◆ **Task**:
Only the lines from the one containing "Could you point out the laptop" to the end of the material belong in your answer. Please copy them word for word.

Segment Start: Material provided

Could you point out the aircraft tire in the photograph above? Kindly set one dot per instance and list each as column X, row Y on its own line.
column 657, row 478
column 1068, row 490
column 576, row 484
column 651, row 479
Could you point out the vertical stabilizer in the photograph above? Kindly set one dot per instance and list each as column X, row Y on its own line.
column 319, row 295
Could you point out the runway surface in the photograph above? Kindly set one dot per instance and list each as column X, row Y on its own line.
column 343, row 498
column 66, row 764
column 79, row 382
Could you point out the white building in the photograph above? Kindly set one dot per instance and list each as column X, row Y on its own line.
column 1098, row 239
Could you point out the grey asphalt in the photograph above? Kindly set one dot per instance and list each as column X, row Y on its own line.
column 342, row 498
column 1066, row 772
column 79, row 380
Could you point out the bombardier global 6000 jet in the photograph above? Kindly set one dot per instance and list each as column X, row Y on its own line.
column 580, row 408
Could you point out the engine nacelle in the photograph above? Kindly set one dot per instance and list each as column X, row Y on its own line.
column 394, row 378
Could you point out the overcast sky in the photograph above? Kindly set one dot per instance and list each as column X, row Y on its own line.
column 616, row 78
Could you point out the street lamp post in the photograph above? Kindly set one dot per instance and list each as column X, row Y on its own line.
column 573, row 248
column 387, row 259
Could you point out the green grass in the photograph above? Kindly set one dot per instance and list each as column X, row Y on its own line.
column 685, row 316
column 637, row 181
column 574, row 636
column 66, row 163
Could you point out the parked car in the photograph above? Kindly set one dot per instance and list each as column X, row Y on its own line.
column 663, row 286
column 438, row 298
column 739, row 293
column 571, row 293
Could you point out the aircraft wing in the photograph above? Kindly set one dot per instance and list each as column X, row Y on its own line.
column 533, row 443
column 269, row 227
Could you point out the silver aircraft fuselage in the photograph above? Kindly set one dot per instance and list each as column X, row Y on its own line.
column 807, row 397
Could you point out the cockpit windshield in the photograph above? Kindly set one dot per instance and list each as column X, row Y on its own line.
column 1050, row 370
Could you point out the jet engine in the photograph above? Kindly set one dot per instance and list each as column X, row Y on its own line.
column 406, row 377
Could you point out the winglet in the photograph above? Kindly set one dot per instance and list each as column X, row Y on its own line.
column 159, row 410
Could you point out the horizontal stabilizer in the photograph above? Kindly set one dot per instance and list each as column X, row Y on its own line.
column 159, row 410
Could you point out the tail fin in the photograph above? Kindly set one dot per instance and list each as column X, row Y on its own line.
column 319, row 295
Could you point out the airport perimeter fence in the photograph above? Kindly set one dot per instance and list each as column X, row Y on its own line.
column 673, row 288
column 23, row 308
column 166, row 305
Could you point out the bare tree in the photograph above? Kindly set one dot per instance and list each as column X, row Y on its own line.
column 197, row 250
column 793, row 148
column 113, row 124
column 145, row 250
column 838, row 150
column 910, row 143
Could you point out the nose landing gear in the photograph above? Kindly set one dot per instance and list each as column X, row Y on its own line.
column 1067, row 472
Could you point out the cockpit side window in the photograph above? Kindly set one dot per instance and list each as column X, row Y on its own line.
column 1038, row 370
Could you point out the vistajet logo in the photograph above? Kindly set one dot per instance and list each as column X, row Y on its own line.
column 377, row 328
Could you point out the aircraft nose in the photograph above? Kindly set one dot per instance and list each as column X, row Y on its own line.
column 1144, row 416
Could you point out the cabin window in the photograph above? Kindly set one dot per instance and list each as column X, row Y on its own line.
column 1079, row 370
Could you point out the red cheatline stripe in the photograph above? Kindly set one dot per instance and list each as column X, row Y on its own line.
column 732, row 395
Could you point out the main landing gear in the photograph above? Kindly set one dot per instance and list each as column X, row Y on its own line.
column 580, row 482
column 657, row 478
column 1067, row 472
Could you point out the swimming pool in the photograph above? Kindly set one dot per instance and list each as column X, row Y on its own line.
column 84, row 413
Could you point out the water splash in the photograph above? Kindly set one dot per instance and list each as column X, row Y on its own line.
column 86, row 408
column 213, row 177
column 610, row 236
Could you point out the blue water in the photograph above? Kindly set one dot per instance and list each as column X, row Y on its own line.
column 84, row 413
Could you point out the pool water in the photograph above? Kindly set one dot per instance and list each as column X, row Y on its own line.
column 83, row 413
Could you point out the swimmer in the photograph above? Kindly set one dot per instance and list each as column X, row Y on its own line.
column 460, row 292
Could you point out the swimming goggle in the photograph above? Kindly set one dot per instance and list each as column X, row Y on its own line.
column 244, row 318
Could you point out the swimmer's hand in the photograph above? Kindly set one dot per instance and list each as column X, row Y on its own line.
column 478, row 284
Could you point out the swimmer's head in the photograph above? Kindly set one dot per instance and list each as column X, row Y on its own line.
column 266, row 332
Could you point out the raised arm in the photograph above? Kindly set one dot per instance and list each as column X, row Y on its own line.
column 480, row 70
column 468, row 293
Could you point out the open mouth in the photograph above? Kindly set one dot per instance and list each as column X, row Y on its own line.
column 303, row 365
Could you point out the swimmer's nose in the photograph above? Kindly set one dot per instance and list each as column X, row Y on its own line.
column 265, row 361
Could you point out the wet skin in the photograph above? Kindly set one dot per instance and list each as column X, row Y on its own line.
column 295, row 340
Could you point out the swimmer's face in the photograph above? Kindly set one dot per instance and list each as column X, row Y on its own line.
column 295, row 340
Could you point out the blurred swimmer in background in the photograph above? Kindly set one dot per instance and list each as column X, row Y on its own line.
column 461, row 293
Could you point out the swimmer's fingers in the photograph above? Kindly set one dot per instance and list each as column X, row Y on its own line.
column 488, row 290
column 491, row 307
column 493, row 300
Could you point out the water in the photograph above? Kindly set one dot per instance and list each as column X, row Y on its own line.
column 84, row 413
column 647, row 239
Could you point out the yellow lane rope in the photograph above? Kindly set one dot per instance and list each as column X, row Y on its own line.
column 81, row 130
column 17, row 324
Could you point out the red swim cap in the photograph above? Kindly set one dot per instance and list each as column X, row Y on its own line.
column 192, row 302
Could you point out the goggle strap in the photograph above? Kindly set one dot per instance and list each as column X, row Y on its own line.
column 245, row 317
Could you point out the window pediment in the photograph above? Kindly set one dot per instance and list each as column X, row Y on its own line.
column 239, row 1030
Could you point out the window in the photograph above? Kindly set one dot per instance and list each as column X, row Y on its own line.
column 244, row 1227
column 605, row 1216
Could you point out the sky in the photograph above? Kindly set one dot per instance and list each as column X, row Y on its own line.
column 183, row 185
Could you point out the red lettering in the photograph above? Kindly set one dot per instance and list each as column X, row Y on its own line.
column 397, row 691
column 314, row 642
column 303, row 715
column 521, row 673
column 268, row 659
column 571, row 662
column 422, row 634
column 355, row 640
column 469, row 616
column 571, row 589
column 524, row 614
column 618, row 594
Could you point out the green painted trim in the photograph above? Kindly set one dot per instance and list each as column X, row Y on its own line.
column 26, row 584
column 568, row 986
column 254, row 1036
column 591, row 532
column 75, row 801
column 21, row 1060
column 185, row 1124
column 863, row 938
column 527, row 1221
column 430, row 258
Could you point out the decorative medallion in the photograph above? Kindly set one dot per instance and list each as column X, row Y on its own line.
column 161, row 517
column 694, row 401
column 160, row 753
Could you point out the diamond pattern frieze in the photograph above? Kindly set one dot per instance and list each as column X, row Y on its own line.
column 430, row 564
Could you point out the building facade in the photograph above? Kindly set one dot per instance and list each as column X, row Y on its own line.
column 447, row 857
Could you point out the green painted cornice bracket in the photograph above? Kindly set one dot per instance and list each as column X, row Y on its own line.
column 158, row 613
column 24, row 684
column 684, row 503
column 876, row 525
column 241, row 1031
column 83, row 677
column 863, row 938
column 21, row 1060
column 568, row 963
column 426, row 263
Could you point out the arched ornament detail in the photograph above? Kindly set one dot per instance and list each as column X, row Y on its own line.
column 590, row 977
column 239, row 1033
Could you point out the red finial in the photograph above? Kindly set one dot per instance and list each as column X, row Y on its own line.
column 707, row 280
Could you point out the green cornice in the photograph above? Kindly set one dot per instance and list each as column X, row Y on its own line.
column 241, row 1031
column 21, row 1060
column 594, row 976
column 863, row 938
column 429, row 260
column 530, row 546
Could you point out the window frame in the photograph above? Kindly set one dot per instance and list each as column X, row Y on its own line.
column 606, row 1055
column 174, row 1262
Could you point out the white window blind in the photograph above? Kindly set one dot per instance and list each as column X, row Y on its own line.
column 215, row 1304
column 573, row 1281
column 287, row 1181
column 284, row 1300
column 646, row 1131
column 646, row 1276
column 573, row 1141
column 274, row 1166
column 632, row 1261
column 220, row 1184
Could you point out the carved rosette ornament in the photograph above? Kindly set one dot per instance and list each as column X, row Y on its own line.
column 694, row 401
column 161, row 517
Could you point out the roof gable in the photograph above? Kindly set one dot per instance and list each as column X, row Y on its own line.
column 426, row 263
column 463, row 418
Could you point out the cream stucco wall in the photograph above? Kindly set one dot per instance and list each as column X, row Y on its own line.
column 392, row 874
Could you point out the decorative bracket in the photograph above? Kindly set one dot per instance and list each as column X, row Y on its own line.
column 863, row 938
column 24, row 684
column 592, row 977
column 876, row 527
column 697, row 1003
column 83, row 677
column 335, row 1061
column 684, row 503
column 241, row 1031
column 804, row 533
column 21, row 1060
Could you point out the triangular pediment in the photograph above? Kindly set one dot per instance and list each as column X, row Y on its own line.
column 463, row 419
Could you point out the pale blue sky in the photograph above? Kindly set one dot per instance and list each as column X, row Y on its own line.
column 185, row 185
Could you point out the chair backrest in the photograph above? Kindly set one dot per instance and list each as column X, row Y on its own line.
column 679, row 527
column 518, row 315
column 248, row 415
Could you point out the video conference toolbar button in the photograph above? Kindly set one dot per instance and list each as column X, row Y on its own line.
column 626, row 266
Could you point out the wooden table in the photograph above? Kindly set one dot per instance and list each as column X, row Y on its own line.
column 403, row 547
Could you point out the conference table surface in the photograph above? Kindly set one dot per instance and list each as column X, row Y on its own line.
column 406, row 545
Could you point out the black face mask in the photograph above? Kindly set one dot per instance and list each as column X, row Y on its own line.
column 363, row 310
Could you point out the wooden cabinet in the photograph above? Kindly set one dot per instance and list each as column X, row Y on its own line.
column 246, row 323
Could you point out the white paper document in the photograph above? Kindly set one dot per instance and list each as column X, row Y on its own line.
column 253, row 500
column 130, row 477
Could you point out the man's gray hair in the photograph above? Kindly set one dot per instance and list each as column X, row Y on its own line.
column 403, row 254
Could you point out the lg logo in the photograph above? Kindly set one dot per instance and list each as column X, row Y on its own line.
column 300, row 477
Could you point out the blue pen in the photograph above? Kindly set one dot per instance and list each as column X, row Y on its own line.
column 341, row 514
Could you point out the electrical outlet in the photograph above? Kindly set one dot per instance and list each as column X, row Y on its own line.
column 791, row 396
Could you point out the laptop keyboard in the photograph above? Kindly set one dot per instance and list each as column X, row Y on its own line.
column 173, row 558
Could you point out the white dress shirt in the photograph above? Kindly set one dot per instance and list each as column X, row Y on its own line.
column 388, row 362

Segment End: Material provided

◆ **Expected answer**:
Could you point out the laptop keyboard in the photograph above? Kindly set one dot per instance and list each as column X, row Y on its own line.
column 173, row 558
Could you point out the white dress shirt in the photograph above? Kindly set one dot per instance and list each as column X, row Y on its own line.
column 388, row 362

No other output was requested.